Segment Start: SUPPLIED DATA

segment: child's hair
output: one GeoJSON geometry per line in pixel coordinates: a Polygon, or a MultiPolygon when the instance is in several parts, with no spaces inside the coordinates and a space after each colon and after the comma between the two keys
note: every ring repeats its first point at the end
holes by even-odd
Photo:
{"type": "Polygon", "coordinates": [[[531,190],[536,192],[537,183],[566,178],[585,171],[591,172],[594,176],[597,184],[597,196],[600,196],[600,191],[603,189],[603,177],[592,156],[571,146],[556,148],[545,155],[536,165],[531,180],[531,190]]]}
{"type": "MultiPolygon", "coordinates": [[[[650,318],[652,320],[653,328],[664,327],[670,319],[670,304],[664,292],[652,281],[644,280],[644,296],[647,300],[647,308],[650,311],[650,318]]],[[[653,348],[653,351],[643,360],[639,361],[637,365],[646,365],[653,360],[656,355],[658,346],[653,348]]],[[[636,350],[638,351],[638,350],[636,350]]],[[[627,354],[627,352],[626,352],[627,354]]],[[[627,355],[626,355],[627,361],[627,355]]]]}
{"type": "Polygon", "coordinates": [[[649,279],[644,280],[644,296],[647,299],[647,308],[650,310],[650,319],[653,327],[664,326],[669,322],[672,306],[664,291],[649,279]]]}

Segment End: SUPPLIED DATA

**WHAT YOU SHOULD DO**
All of the data above must be retyped exactly.

**EXPECTED ANSWER**
segment: child's hair
output: one GeoJSON geometry per line in pixel coordinates: a Polygon, or a MultiPolygon when the instance is in several parts, with no spaces inside the coordinates and a space after each colon and after the comma between the two keys
note: every ring repeats its first point at the end
holes by even-odd
Photo:
{"type": "Polygon", "coordinates": [[[531,190],[536,192],[537,183],[566,178],[585,171],[591,172],[594,176],[597,184],[597,196],[600,196],[600,191],[603,189],[603,177],[592,156],[571,146],[556,148],[545,155],[536,165],[531,180],[531,190]]]}
{"type": "MultiPolygon", "coordinates": [[[[650,318],[652,320],[653,328],[664,327],[670,319],[670,304],[664,292],[652,281],[644,280],[644,296],[647,300],[647,308],[650,311],[650,318]]],[[[653,348],[653,351],[643,360],[639,361],[637,365],[646,365],[653,360],[656,355],[658,346],[653,348]]],[[[636,350],[638,351],[638,350],[636,350]]],[[[627,354],[627,352],[626,352],[627,354]]],[[[627,355],[626,355],[627,361],[627,355]]]]}
{"type": "Polygon", "coordinates": [[[649,279],[644,280],[644,296],[647,299],[647,308],[650,310],[650,319],[653,327],[664,326],[669,322],[672,306],[664,291],[649,279]]]}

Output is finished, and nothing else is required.